* **Task**
Output the entire listing below verbatim, reproducing every line without alteration.

* **Input for this task**
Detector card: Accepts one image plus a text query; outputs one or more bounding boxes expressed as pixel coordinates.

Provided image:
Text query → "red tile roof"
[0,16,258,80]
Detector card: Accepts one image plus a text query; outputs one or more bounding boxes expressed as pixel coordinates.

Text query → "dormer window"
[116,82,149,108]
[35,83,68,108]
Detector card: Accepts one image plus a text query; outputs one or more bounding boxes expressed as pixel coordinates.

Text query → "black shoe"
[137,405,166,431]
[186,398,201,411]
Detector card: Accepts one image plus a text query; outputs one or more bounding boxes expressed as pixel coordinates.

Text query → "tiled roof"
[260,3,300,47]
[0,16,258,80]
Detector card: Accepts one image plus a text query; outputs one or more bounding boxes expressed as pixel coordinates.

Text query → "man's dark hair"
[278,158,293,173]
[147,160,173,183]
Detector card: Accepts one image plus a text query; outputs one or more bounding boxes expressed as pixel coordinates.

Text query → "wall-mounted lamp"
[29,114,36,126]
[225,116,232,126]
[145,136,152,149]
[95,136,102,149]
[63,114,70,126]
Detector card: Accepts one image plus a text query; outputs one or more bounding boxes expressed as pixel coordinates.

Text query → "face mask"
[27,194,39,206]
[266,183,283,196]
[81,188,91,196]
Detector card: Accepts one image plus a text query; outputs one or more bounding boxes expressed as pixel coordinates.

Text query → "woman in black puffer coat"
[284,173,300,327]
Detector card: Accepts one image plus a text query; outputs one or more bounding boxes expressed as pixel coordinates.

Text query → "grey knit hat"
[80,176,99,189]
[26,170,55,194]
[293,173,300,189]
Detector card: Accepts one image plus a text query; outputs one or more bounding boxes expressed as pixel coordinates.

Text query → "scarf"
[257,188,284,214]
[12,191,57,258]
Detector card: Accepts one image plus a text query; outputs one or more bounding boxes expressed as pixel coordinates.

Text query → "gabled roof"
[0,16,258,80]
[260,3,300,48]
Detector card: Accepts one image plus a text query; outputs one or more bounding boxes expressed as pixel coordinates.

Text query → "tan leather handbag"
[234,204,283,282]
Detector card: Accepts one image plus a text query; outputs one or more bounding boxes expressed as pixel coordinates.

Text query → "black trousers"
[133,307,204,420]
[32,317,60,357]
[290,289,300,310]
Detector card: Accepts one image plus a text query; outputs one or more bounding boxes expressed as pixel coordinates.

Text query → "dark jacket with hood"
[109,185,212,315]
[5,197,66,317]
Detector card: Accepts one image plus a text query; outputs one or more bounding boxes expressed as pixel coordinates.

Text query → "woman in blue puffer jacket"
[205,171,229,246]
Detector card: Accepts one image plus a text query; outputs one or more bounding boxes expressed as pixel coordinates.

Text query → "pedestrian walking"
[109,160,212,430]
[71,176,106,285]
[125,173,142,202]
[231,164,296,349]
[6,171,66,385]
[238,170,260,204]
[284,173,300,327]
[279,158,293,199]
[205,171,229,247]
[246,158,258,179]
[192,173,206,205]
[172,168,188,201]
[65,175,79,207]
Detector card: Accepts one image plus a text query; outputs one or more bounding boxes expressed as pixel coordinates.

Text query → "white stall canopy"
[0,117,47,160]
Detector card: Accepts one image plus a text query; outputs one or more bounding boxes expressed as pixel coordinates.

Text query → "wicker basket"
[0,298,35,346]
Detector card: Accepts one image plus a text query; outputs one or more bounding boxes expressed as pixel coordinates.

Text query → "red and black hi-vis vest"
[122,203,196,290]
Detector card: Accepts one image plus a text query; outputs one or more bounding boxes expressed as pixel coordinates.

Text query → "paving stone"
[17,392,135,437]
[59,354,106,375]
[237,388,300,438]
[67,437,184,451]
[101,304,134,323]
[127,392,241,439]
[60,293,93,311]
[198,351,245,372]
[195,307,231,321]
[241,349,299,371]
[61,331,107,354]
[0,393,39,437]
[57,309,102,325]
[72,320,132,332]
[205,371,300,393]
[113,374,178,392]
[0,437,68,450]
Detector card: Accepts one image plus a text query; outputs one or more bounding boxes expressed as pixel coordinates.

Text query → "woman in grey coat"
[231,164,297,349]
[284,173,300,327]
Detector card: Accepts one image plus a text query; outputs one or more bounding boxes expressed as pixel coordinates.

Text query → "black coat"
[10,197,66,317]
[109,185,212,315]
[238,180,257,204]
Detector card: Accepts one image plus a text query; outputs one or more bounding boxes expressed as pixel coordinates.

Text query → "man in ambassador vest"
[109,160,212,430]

* **Solution for this problem**
Detector card: Accepts one image plus a text query; outputs one or more bounding boxes expressed as pixel coordinates.

Provided image:
Text query → "red tile roof"
[0,16,258,80]
Detector card: Accepts one image plus a text query; outputs one or more bounding boxes expressed as pixel coordinates.

Text query → "dormer window"
[116,82,149,108]
[35,83,68,108]
Detector card: Accepts one image plus a text query; outputs one or more bounding boxes expressed as pixel coordinates.

Text query → "black shoe"
[137,405,166,431]
[186,398,201,411]
Detector card: Accepts one image plus a text query; outputs one or more bounding boxes expressed as pixel coordinates.

Text query → "tiled roof"
[260,3,300,47]
[0,16,258,80]
Detector card: Accepts one image plus a text query; outputs one or more bounding boxes expressed as pixel coordinates.

Text query → "man's dark hair"
[278,158,293,173]
[147,160,173,183]
Detector card: Accepts one image plus a text query; outputs one or more bounding boxes expressed as pixel coordinates.

Text query → "wall-mounted lamp"
[29,114,36,126]
[225,116,232,126]
[145,136,152,149]
[95,136,102,149]
[63,114,70,126]
Detector card: Accepts one image plus a text query; outputs one or more bounding boxes expressed as pixel coordinates.

Text query → "face mask"
[27,194,39,206]
[266,183,283,196]
[81,188,91,196]
Detector card: Accepts one image plus a text query; outputs one or more bounding boxes expressed as pixel coordinates.

Text query → "woman in black puffer coat"
[284,173,300,327]
Detector card: Accepts one image plus a text query; outputs one or more bounding boxes expressed as pixel coordinates.

Text query → "grey knit hat"
[80,176,99,189]
[26,170,55,194]
[293,173,300,189]
Detector card: Accepts one image plus a text query; outputs one or more bounding boxes expressed as pixel coordinates.

Text query → "scarf"
[257,188,284,214]
[12,191,57,258]
Detector card: Accepts one image plus a text query; outputs one or more bounding boxes expressed as pixel coordinates.

Text query → "gabled roof"
[0,16,258,80]
[260,3,300,48]
Detector card: Accepts one image plus a text query; outputs one or more bounding boxes expressed as pixel coordinates.

Text query → "tan leather handbag"
[234,204,283,282]
Detector card: Accepts one image plus a text query; outputs one or more bounding boxes expressed as pixel coordinates.

Text query → "black trousers"
[133,307,204,420]
[32,317,60,357]
[290,289,300,310]
Detector card: Accepts one image plus a text query; outputs one or more bounding boxes expressed as pixel coordinates.

Text query → "dark jacket with hood"
[109,185,212,315]
[5,197,66,317]
Detector card: Accepts one image plus a text query; outputs one or more bounding boxes expressed as pixel coordinates.

Text query → "woman in blue puffer jacket"
[205,171,229,246]
Detector card: Accepts one image plus a text query; outputs one or more bounding boxes expressed as pixel coordinates.

Text query → "pedestrian walking"
[109,160,212,430]
[71,176,106,285]
[125,173,142,202]
[231,164,296,349]
[6,171,66,385]
[238,170,260,204]
[284,173,300,327]
[279,158,293,199]
[205,171,229,247]
[246,158,258,179]
[192,173,206,205]
[172,168,188,201]
[65,175,79,207]
Detector card: Accepts one image plus a text query; outputs one or more bounding boxes expressed as pixel coordinates.

Text query → "white stall canopy"
[0,117,47,160]
Detector card: Accepts one image plus a text query; outputs one or more bounding boxes expressed as pixel coordinates.

Text query → "wicker basket"
[0,298,35,346]
Detector card: Accepts one image plus a text query; outputs one or more bounding boxes expressed as pixel coordinates.

Text query → "red and black hi-vis vest"
[122,203,196,290]
Detector card: Accepts one image plus a text query; outputs one or more bounding boxes expressed as pixel coordinates.

Text query → "paving stone"
[17,392,135,437]
[59,354,106,375]
[237,388,300,438]
[67,437,184,451]
[101,304,134,323]
[127,392,241,439]
[60,293,93,311]
[198,351,245,372]
[195,307,231,321]
[241,349,299,371]
[61,331,107,354]
[0,393,39,437]
[57,309,102,325]
[72,320,132,332]
[205,371,300,393]
[113,374,178,392]
[0,437,68,450]
Detector card: Accepts one image plus a text query; outputs one or more bounding boxes expressed as pixel coordinates.

Text query → "woman in grey coat"
[231,164,297,349]
[284,173,300,327]
Detector card: Accepts one image plus a text query; outputs one or more bounding boxes expressed as pixel coordinates.

Text query → "black coat"
[10,197,66,317]
[109,185,212,315]
[238,180,257,204]
Detector card: Accepts one image plus a text query; outputs one or more bounding boxes expressed as pixel coordinates.

Text query → "man in ambassador vest"
[109,160,212,430]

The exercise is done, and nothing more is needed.